YOUR INSTRUCTIONS
Line by line, repeat the data below exactly, beginning at the first line and ending at the line with "of the concrete". Omit pictures.

DATA FOR ANALYSIS
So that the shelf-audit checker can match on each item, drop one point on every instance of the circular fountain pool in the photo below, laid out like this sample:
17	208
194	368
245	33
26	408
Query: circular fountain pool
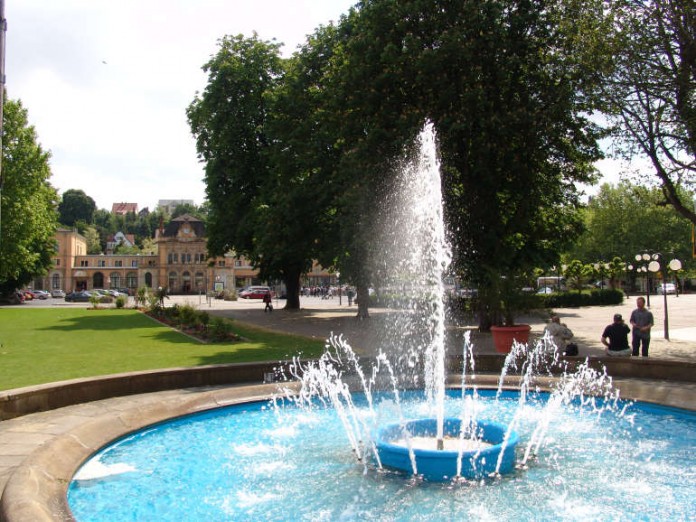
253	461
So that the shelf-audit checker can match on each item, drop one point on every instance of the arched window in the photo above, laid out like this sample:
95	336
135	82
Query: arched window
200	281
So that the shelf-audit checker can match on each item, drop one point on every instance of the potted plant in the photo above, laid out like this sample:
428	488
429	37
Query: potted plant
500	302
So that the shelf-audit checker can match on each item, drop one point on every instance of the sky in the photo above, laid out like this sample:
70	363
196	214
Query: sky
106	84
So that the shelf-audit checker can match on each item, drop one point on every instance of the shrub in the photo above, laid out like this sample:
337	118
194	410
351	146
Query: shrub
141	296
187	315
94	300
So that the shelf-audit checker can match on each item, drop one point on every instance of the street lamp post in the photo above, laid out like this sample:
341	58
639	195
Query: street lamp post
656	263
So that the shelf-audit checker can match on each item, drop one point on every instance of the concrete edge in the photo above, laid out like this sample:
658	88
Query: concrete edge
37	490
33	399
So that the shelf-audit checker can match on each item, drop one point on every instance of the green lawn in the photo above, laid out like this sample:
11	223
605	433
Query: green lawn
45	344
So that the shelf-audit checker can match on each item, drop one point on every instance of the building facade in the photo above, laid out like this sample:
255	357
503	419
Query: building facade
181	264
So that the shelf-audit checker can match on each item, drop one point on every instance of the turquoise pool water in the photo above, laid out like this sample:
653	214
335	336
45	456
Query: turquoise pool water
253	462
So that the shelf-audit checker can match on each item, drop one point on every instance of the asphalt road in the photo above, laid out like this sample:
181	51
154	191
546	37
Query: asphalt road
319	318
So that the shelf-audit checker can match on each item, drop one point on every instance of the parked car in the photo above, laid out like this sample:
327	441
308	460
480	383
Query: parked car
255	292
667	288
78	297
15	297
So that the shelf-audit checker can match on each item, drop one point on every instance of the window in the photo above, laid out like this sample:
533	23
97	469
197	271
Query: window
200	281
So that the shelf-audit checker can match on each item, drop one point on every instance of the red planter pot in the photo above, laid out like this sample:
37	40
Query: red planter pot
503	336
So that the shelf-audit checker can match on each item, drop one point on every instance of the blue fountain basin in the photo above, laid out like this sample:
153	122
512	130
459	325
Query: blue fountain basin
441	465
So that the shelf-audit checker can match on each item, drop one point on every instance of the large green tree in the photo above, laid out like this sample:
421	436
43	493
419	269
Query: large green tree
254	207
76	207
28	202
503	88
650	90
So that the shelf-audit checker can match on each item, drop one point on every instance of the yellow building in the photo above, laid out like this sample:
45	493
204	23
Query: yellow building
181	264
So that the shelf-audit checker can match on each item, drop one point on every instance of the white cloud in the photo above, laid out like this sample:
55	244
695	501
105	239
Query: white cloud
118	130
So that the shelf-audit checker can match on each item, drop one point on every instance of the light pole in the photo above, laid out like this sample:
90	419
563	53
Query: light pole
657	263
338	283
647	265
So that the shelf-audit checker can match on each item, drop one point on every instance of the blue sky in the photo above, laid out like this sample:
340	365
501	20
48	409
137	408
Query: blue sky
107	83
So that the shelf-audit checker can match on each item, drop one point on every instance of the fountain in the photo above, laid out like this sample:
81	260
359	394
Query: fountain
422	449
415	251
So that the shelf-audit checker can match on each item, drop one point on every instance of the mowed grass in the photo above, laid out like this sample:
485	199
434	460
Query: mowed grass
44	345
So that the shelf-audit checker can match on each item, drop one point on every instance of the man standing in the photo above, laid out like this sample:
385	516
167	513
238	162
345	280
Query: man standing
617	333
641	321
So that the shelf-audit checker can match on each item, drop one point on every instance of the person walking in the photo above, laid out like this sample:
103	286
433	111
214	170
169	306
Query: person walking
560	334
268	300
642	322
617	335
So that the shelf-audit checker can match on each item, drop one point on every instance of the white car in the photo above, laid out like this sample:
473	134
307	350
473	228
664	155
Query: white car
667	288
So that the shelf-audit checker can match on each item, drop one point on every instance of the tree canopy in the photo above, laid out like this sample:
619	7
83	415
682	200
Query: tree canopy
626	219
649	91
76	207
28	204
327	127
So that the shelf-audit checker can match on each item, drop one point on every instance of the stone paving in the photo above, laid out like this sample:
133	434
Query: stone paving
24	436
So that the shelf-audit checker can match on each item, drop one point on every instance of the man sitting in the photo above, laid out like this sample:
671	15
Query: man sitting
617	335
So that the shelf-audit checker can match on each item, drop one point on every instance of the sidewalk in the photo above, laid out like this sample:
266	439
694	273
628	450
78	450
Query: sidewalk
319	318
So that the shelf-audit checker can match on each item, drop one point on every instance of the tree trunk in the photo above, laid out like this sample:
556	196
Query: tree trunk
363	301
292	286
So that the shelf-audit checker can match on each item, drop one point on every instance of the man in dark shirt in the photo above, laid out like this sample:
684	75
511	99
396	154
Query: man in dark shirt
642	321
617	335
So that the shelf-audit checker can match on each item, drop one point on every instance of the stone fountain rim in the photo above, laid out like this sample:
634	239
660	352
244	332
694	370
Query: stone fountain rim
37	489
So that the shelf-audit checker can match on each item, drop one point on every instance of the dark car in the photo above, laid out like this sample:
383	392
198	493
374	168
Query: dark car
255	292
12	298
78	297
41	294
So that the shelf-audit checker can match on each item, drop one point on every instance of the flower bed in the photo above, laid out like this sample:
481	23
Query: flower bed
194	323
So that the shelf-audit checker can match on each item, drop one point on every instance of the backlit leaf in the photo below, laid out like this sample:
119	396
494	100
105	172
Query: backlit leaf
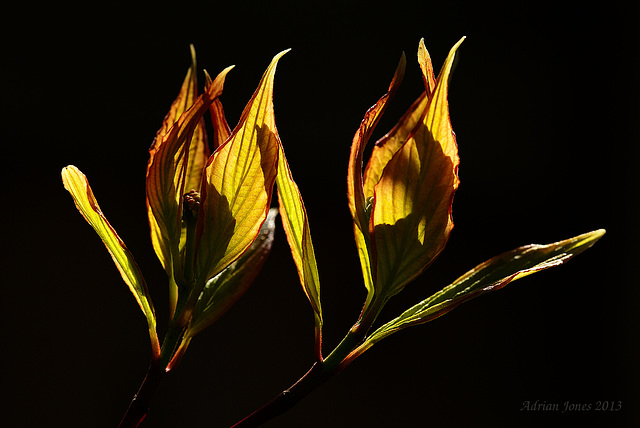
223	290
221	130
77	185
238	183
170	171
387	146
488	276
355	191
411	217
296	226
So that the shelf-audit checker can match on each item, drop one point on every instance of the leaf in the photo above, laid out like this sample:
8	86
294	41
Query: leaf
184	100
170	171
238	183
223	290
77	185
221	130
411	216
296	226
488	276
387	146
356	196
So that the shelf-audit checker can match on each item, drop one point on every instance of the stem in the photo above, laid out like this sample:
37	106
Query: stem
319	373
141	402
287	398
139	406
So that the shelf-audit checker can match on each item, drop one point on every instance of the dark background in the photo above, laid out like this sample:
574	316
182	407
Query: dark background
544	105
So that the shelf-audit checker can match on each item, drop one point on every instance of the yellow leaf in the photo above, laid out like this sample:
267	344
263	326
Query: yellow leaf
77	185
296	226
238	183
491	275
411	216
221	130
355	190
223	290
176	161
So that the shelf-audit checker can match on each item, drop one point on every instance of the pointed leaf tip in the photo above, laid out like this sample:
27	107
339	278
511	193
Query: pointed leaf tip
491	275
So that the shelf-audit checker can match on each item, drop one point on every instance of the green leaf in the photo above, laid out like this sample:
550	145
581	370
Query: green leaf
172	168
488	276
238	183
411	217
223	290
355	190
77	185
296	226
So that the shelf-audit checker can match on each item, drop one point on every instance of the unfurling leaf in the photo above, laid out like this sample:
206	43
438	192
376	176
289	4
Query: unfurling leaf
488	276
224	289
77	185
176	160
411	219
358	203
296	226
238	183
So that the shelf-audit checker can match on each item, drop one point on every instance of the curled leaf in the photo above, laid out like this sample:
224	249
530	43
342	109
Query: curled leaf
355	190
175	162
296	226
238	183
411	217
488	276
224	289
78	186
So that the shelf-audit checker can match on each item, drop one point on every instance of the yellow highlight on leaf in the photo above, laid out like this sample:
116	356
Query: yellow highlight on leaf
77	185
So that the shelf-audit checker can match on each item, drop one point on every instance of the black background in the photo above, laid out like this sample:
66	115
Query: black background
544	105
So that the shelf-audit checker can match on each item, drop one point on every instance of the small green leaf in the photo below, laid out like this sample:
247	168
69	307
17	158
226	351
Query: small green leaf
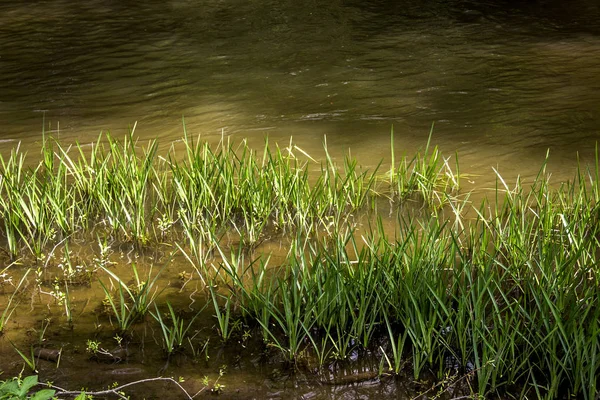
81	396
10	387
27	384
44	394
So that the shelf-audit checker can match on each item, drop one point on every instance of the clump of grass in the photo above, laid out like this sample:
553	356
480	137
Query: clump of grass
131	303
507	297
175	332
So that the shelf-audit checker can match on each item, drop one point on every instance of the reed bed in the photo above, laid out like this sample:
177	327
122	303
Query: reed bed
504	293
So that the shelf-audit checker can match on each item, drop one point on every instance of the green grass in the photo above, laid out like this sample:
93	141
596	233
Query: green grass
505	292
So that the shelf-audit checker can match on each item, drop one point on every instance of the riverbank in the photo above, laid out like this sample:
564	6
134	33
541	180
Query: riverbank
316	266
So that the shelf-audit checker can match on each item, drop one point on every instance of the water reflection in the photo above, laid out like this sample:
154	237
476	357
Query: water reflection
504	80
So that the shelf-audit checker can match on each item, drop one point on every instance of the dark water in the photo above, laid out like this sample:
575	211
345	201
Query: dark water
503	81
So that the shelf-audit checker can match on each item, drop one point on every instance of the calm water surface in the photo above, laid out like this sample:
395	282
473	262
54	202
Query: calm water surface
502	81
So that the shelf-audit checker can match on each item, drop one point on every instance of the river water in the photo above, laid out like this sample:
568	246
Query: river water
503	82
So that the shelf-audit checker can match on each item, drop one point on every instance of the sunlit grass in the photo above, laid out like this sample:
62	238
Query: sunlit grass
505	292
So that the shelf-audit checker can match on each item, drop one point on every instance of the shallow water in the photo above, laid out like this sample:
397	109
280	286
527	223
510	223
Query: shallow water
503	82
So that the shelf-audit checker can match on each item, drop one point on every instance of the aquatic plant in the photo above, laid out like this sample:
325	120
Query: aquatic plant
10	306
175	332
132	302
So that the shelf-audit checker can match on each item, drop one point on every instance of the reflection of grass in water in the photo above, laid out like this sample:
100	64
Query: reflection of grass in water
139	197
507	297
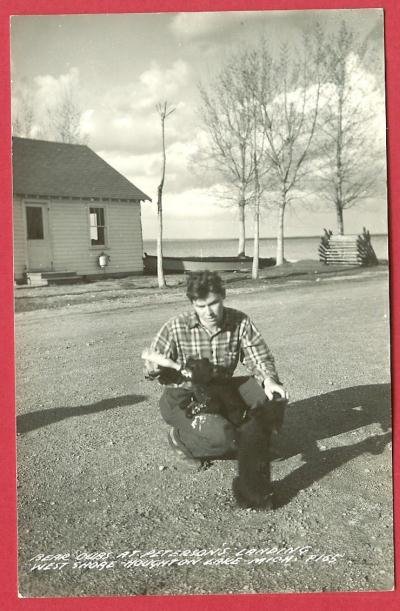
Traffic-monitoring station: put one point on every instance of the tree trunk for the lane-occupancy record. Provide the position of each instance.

EXERCISE OUTPUT
So that the shelf-audit checker can match on each item, drop one point on every instance of the circular fountain pool in the photo below, laid out like this sample:
17	208
194	368
245	33
26	408
Query: circular fountain pool
253	461
So that the shelf-audit checker can match on each item, drop one point on every instance of the arched window in the photo above, laid out like this sample:
95	336
135	82
Query: arched window
200	281
So that the shelf-audit checker can match on each item, drop one point on every instance of the potted plant in the photo above, laid out like this sample:
428	488
429	37
Query: potted plant
500	302
So that the shelf-audit checker can match on each item, drop one point on every instance of the sky in the photo above, laid out like this sample:
70	363
196	214
Query: sky
106	84
So that the shelf-audit checker can match on each item, drop one point on every instance of the shrub in the photo above, laid out like this sample:
337	118
194	410
351	146
Query: shrub
141	296
187	315
94	300
So that the shelf-audit checker can match on each item, drop one point on every instance of the street lamp post in the photo above, laid out like this sample:
341	58
639	195
Query: street lamp post
656	263
So that the shelf-audit checker can match on each item, drop one point on every instance of the concrete edge in the photo above, laid out like this sample:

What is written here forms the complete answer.